▶ _Tasks to perform_:
1. From the appeal judgment about social media evidence, list every point in time it gives that includes a year.
2. Write the next part of the appeal judgment about social media evidence, picking up after its last sentence.

▶ _Document segment_:
_ _ _ _

The issue before us relates to social media messages and the way they should be adduced in evidence. We shall set them out in a moment.
We say at the outset that this is a tragic case. It is unnecessary to set out the details of the tragedy, particularly for the appellant for whom this court and plainly the trial judge had the greatest sympathy. An outline will suffice.
The factual background
The deceased had a very bad criminal record. It comprised 18 convictions for 33 offences, including one for assault occasioning actual bodily harm on a former girlfriend. The last court appearance of the deceased had been in July 2012. He had a very serious alcohol problem, but by early 2015 was in rehabilitation.
It was then that he met the appellant, who was a year younger than he. She had qualified as a hairdresser. She had worked hard and long hours in a hairdressing salon. The deceased visited that salon to have his hair cut, but he attended more and more frequently. From time to time he was on his own with the appellant. In circumstances which are not altogether clear they began a relationship.
There is little doubt that their relationship was emotional and stormy. Although at times they had dreams, as do many young couples, of setting up a home together, they also had massive rows. As is common these days, many details were set out in Facebook exchanges both with the deceased and with the appellant's close friends. From those exchanges it is clear that the appellant resented the deceased's drinking and taking drugs. Although he would stop drinking for a while, he would always relapse. When drunk he could be very aggressive and very violent.
The appellant, on the other hand, wanted him to live a decent life. She wanted him to work as hard as she did. However, he was more interested in spending her money and living off her hard work than earning a living for himself. Indeed, he resented the long hours that it took her to earn the money which he would then spend. In addition, he was described as possessive and controlling. The appellant believed that he was seeing other women, although she was not seeing other men. She resented being falsely accused by him of infidelity and being called "a slag" by him. Despite his treatment of her and his failure to take any steps to reform himself, she loved him. In short, she appears to have believed that it was her mission in life to make him a better person so that he could live a good life and find happiness with her.
In February 2015 the deceased left rehabilitation and move in to live with the appellant and her mother. That arrangement did not last long. The appellant tried to get him to work. She took him out with friends, including her best friend, Chelsea O'Brien. Eventually, the appellant found a caravan to rent in Morecambe. She transferred money into the deceased's account for him to contribute towards it. Unsurprisingly, he spent it on drink. On 1 August 2015 they moved into the caravan. At first they were happy, but rows then started.

_ _ _ _

▶ _Dataset rows_:
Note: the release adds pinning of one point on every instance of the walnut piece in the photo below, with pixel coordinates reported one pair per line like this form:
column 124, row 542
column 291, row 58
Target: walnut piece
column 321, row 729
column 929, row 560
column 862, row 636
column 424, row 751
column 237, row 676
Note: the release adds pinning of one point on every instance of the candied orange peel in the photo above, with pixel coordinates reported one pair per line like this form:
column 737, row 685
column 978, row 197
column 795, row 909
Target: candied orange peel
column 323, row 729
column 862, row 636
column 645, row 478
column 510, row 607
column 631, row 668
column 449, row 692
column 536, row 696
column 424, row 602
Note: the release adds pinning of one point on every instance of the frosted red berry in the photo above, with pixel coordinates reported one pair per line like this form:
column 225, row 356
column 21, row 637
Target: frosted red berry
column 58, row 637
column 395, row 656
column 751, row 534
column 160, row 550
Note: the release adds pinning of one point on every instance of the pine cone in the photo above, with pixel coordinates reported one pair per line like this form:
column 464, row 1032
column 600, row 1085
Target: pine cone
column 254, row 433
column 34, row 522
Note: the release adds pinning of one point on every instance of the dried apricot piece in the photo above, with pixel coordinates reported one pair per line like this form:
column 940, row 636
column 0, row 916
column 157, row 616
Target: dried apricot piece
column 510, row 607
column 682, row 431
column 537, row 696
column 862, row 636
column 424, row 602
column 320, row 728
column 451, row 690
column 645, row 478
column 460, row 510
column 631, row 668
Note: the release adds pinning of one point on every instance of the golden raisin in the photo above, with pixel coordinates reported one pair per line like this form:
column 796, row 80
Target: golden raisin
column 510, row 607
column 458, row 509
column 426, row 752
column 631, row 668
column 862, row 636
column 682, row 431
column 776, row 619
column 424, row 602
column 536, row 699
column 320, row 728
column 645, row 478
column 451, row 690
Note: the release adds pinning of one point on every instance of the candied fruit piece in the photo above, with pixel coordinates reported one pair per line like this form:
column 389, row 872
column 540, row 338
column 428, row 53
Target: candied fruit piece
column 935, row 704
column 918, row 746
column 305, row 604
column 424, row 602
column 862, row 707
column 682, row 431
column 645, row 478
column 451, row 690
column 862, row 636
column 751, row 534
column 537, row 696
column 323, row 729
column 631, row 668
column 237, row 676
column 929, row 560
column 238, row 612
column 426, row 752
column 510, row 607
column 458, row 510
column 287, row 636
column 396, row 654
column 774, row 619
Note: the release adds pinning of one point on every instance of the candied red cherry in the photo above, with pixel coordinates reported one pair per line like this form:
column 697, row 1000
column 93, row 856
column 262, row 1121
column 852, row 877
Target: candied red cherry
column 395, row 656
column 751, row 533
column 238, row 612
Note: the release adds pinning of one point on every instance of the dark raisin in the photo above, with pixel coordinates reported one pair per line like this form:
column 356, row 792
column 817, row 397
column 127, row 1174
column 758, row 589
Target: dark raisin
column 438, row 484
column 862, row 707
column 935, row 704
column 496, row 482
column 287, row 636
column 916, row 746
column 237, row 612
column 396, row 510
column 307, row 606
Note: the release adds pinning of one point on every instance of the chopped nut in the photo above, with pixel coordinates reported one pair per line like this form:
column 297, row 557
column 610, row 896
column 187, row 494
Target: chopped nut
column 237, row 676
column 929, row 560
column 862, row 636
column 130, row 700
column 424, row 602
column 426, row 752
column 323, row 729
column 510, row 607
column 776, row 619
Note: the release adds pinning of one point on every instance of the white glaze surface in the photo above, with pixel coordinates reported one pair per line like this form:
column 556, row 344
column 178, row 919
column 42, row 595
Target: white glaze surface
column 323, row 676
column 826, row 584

_ _ _ _

▶ _Answers to the exercise_:
1.
July 2012
early 2015
February 2015
1 August 2015

2.
The circumstances in which the deceased was killed on 14 August 2015 can be briefly related. The account that was given by the appellant was largely accepted by the prosecution, up until the time of the fatal incident. During the day the appellant had worked, as was usual. The deceased had met her and they had gone back to the caravan and had supper. However, at some time during the evening it appears that arguments started on topics such as the deceased's failure to find work, he calling her names, accusing her of talking to other men, and his excessive drinking. It was plain from her own evidence, supplemented by Facebook messages she posted, that, unsurprisingly, she became very angry.
What happened in the period immediately before midnight is disputed. There can be little doubt that the appellant threw certain things at the deceased from the kitchen at one end of the caravan to where he was on the sofa at the other end. At midnight Scott Addy, a neighbour in the next door caravan, heard a knock on his caravan door and heard a female voice. He opened the door but found no one, so he walked a short distance to the appellant's caravan and entered. He saw the deceased lying on the floor with the appellant pressing cloths to his chest. She had a phone in her hand. She was calling an ambulance. The call had been made at 12.07am. The appellant said that the deceased was drunk, he had been messing with a knife and it had gone into his chest.
When an ambulance and police officers attended the scene they were given an account by the appellant that they had been play-fighting when the deceased had picked up a knife and pretended to get her with it. She had hit him away. He was messing around with her, holding the knife. When she hit him, his arm went away and the knife stuck into him.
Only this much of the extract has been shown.